Your objective
Copy all the records exactly, but keep the pictures out of your version.

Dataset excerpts
┌────────

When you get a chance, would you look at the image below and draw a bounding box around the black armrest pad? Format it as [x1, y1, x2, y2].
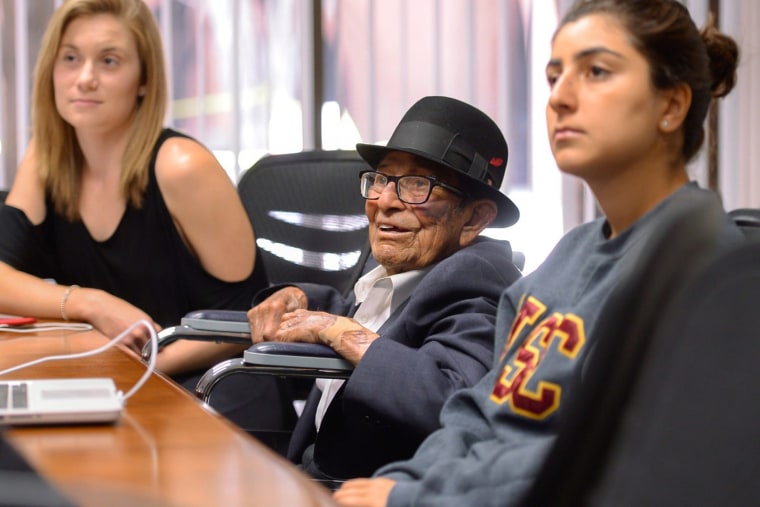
[183, 309, 248, 322]
[180, 310, 250, 334]
[244, 342, 354, 372]
[250, 342, 342, 358]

└────────

Written solution
When you get a chance, would you look at the image below and draw a bounding box around the black armrest pad? Format it as [x1, y1, x2, y2].
[183, 309, 248, 322]
[180, 310, 250, 334]
[244, 342, 354, 372]
[250, 342, 342, 358]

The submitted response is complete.